GOAL — Transcribe each entry below exactly. Pictures do not go in the copy.

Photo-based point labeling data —
--
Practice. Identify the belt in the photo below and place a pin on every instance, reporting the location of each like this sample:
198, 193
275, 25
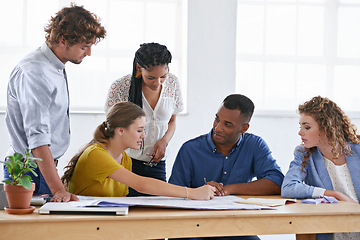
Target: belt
56, 161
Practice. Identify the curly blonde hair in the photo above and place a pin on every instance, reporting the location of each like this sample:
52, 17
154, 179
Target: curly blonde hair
333, 123
76, 25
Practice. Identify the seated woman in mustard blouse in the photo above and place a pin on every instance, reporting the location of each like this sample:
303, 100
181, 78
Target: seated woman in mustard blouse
102, 168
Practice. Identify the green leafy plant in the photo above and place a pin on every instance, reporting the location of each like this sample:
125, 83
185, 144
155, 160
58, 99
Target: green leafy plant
17, 165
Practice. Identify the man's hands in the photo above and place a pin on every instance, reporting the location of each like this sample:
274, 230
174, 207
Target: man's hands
220, 190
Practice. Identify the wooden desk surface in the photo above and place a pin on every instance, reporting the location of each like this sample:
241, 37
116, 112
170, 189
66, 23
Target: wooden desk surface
145, 223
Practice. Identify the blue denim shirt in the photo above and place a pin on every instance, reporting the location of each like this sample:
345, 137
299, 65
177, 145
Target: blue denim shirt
37, 111
250, 157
--
CORRECT OUTPUT —
Practice. Identify the belt in the photo below and place a pin on every instance, reporting the location of each like this sample:
198, 193
275, 25
Target: belt
56, 161
Practice. Identify the curly blonde hair in the photo above and place a pin on every instance, reporting the location of each like this sample:
52, 17
154, 179
Target: curly blonde hair
333, 123
76, 25
Practice. Identify the seated woman in mustard blouse in the photo above and place a pin on every instance, reporting the location of each like this sample:
303, 100
181, 78
Target: seated woman in mustard blouse
102, 168
Practice. Identify the green leafy plant in the photo above and place a pin on every instance, reporting the location of each like this sample:
125, 83
185, 144
155, 160
58, 99
Target: green leafy plant
17, 165
Practice. Identify the man's hands in the photo above and place a pin on every instance, reporting the location of each like this sample:
274, 230
174, 207
Target: man's hands
220, 190
Practice. Identify the wooden desk surface in the photo above and place a pin on every instance, reporting the location of each like this sample:
241, 37
116, 112
170, 189
66, 23
Target: wooden desk surface
145, 223
Practice. Identify the blue denim shirt in the photo above and place a pin on every instance, reporting the location of each like this sample:
345, 137
299, 65
177, 145
Target: blue denim shirt
37, 111
250, 157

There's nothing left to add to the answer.